_STUDY TEXT_:
It bears repeating: our unparalleled success in reducing juvenile incarceration rates was accomplished in the current facility.  And in 2016, only 23% of the youth in detention were referred by Seattle police. 
While some modifications to reduce detention spaces in the new facility have been made, the revisions to the project continue to reflect an incarceration-centered approach to juvenile justice. It is universally accepted that outcomes from traditional “lock ‘em up” justice are dismal. Sadly, not enough thought and planning has been given to designing a facility that would radically shift course in our juvenile justice system—and that is what we must do.
We don’t believe that the county should spend another nickel building jail cells for kids. While we believe that our system will need to include confinement for some youth for the foreseeable future, we must continue to significantly reduce the use of incarceration. The current secured detention facility – again, built recently in 1992 – could certainly continue to meet decreasing needs. Rather than build a new jail, we believe that further work is necessary to build a justice center that is fundamentally centered on contemporary juvenile justice practices, rather than punitive youth incarceration.
We need a dispersed, community-based juvenile justice system.  We don’t need a project that will perpetuate a centralized 1950’s era kid jail system for another fifty years. A brand new, $225 million-plus juvenile jail and court facility in the Central District does nothing to address the burdens imposed on youth in the system from outside Seattle.  And, there are no compelling arguments that new jail cells will further our shared goals to support children and youth.
Another major problem with the proposed CFJC is its failure to unify our family law court system, as was originally envisioned.  Children and families in crisis (e.g. neglected children, dissolution cases with children, etc.) comprise a growing percentage of our cases.  The core principal underlying the planning for the CFJC was that all family and children-related matters should be handled at the same site. But the City of Seattle has not issued construction permits for the two additional stories necessary to fulfill this objective, and the project is now over‑budget.
The county is about to construct a family law courthouse that will not, and never will, meet the foundational family law principles underlying the entire project. The current justification is “something is better than nothing.” We disagree.
County staff have recently informed elected officials that the CFJC is now over budget – before any construction has even commenced. This is a major issue, but may actually provide the opening to re-assess this project. King County told the voters this project would be constructed at a cost of $200 to $210 million. Current estimates are that it will take at least $225 million -- $15 million more than the high estimate provided to voters. The contractor’s refusal to honor its “guaranteed maximum price” before construction commences is an ominous warning sign for the future budget for the building.

[Referring expression data]
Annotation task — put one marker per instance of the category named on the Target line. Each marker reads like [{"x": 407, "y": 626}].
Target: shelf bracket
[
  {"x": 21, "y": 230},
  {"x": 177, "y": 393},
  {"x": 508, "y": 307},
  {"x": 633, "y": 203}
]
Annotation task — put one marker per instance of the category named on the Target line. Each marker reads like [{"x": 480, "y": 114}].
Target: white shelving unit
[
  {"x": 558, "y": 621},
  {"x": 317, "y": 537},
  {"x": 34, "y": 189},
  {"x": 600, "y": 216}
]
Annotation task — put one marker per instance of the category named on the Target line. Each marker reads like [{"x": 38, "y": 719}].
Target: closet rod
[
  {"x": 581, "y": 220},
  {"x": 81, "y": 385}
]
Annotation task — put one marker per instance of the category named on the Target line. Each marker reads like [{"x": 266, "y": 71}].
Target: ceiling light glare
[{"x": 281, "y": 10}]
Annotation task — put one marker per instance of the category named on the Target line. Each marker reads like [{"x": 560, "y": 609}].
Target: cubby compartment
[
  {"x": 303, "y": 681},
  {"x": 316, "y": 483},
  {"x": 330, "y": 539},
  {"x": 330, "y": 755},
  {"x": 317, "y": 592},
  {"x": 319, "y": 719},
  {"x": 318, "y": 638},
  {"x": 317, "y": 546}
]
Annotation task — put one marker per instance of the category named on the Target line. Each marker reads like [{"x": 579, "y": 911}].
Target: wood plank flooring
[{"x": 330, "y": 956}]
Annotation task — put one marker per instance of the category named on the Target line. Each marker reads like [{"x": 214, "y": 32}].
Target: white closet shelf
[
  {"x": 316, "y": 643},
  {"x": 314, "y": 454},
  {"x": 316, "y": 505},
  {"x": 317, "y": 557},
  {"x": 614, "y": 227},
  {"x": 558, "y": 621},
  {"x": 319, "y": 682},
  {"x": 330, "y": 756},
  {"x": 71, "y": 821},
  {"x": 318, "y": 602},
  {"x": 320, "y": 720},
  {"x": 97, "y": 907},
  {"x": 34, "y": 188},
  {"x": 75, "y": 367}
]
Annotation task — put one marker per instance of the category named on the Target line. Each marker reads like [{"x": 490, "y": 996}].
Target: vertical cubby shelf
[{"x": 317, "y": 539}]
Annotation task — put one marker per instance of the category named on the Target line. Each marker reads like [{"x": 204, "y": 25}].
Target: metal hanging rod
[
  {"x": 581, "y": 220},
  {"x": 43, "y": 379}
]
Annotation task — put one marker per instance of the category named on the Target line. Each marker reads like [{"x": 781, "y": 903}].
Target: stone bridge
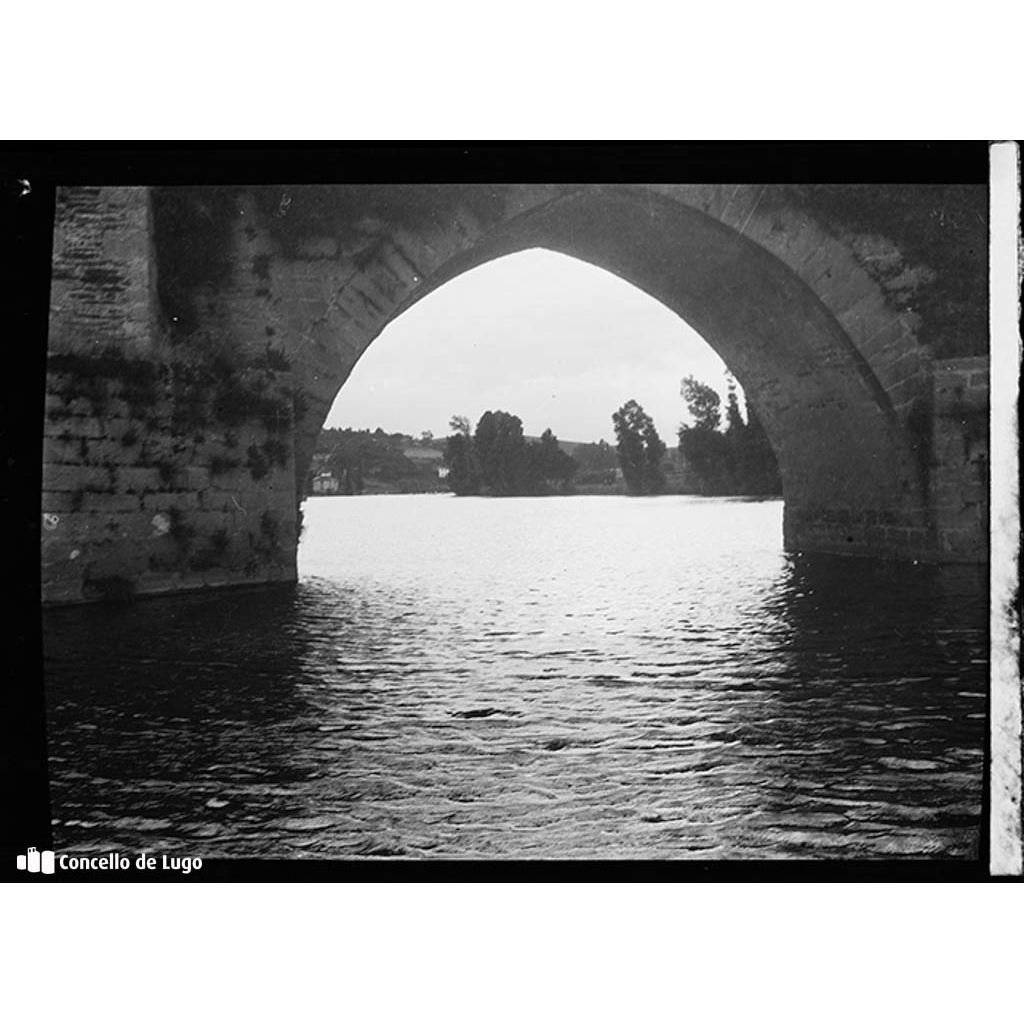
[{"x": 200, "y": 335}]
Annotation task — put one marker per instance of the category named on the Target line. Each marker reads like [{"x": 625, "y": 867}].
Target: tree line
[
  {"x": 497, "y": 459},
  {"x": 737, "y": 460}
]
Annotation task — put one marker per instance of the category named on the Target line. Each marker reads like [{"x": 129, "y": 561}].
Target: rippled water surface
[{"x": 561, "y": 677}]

_PROBLEMS TO SOLVE_:
**1)** From the juvenile detention passage, retype the part that opens with the words containing "It bears repeating: our" and closes with "by Seattle police.".
**2)** According to the juvenile detention passage, what cost did King County tell voters the project would be built for?

_WRITTEN RESPONSES_:
**1)**
It bears repeating: our unparalleled success in reducing juvenile incarceration rates was accomplished in the current facility.  And in 2016, only 23% of the youth in detention were referred by Seattle police.

**2)** $200 to $210 million.